Render the records as a Markdown table with the columns "Row" and "Record line," one row per line and blank lines left out. Start at the first line of the records and go on through the line that contains "[0,0,400,292]".

__________________________________________________

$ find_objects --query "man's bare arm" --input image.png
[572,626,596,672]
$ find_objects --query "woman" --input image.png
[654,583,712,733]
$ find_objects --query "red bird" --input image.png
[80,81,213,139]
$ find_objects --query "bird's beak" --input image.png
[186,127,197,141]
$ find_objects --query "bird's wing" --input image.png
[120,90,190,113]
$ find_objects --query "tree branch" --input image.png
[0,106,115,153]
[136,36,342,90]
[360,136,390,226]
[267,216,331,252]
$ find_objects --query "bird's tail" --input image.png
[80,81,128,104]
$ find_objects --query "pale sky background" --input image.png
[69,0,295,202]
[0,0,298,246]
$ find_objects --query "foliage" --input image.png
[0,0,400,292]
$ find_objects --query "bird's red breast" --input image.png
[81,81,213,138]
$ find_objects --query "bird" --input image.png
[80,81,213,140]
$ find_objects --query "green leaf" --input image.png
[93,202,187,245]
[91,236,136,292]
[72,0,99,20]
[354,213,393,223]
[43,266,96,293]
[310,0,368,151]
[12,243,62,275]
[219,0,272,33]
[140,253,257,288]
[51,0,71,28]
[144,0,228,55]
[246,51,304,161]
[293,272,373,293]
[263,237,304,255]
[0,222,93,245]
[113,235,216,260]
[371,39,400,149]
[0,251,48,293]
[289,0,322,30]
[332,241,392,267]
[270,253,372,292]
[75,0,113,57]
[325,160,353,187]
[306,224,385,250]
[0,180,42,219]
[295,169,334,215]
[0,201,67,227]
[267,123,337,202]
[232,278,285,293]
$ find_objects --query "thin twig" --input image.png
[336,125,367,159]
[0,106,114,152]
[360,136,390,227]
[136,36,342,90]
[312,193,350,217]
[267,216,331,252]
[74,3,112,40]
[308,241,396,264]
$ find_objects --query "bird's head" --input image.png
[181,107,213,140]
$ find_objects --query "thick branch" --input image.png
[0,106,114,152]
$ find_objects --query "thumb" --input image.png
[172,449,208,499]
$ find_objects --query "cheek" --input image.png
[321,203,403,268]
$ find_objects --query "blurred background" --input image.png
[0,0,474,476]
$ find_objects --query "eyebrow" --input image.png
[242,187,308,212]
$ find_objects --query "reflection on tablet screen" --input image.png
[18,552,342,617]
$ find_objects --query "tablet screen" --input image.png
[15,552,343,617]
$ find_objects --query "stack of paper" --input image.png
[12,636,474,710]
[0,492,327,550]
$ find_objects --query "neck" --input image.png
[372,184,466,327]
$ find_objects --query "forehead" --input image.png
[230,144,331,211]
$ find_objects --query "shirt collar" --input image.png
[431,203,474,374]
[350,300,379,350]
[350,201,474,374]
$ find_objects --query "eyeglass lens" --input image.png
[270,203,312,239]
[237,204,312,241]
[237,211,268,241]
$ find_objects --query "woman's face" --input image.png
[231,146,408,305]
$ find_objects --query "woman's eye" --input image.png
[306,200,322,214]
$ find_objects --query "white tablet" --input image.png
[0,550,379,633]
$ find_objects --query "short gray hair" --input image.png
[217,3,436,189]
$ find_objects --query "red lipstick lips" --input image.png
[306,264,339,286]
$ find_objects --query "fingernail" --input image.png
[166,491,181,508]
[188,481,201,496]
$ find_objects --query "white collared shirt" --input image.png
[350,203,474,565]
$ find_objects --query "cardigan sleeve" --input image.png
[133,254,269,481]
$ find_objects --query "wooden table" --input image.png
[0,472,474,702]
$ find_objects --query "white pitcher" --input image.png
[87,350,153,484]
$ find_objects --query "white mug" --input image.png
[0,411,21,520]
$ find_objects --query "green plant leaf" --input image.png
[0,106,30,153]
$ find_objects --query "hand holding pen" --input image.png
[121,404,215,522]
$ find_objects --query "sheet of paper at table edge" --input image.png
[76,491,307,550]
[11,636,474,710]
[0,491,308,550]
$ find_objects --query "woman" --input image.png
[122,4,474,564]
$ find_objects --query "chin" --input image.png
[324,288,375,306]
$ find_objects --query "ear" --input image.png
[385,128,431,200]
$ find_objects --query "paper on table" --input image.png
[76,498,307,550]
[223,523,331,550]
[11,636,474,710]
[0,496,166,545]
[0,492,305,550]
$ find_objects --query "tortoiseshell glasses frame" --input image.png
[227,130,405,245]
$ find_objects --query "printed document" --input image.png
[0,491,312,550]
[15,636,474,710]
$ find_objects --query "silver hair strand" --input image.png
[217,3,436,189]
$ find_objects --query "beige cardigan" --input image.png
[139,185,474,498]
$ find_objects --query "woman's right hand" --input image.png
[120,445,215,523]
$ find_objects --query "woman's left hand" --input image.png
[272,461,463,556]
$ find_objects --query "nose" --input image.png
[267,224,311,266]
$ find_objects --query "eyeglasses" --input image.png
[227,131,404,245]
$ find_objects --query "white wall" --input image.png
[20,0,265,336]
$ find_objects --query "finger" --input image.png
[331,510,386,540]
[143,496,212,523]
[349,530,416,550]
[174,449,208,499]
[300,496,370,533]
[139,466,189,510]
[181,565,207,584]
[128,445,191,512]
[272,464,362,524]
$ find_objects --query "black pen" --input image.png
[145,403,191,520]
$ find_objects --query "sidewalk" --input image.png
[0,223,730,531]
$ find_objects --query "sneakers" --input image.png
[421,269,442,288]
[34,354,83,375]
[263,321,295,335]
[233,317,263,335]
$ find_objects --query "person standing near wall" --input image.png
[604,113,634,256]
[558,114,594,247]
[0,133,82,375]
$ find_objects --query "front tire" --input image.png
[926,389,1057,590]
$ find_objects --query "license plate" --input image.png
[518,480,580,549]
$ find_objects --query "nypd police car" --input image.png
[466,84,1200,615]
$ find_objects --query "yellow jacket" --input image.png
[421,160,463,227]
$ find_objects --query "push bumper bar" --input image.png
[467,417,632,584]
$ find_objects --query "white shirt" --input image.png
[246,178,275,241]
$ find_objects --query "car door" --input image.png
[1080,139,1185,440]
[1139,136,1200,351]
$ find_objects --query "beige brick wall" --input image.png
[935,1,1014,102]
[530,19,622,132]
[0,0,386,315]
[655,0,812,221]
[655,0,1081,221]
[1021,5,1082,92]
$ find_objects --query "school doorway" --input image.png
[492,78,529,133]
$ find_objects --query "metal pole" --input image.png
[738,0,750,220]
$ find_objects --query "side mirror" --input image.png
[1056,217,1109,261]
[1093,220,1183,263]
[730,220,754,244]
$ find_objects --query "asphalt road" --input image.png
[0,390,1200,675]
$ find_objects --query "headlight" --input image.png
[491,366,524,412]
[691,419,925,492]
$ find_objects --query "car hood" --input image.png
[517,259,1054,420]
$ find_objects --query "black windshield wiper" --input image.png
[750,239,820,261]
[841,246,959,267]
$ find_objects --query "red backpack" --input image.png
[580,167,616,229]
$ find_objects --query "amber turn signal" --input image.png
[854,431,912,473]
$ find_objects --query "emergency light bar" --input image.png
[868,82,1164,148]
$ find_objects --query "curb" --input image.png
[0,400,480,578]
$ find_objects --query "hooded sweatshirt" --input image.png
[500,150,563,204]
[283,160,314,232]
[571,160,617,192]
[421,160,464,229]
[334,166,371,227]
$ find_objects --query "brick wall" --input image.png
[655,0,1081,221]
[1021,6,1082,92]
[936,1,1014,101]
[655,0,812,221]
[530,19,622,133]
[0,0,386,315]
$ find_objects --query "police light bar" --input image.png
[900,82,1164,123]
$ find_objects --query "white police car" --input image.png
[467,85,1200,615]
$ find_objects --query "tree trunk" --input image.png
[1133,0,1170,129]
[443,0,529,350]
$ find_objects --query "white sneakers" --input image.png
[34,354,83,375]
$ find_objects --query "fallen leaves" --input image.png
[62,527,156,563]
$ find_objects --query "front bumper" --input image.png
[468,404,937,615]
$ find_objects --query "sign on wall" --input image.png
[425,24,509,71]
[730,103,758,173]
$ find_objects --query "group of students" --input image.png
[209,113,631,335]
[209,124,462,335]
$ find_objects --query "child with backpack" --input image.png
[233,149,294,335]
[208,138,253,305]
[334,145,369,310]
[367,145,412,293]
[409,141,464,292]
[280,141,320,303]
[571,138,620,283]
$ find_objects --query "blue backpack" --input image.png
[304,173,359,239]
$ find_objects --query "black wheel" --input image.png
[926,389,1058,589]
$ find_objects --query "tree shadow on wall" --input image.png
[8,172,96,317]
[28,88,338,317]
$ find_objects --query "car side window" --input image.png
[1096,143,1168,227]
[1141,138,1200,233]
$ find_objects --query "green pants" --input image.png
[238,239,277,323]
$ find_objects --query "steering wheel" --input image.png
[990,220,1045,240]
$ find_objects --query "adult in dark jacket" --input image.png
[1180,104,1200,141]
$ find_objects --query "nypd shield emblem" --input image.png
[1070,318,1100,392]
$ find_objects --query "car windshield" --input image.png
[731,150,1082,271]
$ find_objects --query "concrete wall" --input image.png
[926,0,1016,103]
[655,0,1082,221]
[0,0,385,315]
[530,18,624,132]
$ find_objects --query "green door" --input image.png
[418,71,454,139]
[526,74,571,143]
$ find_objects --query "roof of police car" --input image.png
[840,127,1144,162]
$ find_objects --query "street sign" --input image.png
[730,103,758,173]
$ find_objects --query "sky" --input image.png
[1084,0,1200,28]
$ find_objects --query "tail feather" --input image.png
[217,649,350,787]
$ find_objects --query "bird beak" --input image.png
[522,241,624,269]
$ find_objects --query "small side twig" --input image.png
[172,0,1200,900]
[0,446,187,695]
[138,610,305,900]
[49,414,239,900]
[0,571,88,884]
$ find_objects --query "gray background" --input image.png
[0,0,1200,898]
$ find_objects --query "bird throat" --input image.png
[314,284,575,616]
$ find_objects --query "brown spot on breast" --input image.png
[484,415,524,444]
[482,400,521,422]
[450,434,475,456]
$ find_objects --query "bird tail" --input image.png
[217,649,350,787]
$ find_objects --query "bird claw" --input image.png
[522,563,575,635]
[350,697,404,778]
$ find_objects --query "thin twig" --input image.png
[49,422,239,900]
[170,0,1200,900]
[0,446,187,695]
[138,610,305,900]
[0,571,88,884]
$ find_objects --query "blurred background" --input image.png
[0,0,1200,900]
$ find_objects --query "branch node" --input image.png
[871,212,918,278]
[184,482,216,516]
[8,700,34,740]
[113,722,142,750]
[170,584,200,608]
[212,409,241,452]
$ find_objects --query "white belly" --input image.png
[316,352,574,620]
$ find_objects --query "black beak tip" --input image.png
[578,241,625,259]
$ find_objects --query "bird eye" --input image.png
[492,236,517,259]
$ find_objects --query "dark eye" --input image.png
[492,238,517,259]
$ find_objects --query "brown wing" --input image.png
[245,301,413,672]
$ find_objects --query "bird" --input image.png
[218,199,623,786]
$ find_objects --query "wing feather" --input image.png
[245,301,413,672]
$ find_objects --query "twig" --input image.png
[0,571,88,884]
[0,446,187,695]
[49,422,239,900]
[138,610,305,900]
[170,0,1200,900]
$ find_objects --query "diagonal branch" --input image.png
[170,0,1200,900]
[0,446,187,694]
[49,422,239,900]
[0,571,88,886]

__________________________________________________

> **THE COMPLETED TASK**:
| Row | Record line |
|---|---|
| 1 | $ find_objects --query "man's bare arm" --input image.png |
| 2 | [572,626,596,672] |
| 3 | $ find_objects --query "woman" --input image.png |
| 4 | [654,583,712,733] |
| 5 | $ find_objects --query "red bird" --input image.png |
| 6 | [80,81,213,139] |
| 7 | $ find_objects --query "bird's beak" --input image.png |
| 8 | [186,127,197,141] |
| 9 | $ find_objects --query "bird's wing" --input image.png |
| 10 | [120,90,190,113] |
| 11 | $ find_objects --query "tree branch" --input image.png |
| 12 | [0,106,115,153] |
| 13 | [136,36,342,90] |
| 14 | [360,136,390,226] |
| 15 | [267,216,331,252] |
| 16 | $ find_objects --query "bird's tail" --input image.png |
| 17 | [80,81,128,104] |
| 18 | $ find_objects --query "pale sky background" --input image.png |
| 19 | [69,0,295,202] |
| 20 | [0,0,298,246] |
| 21 | $ find_objects --query "foliage" --input image.png |
| 22 | [0,0,400,292] |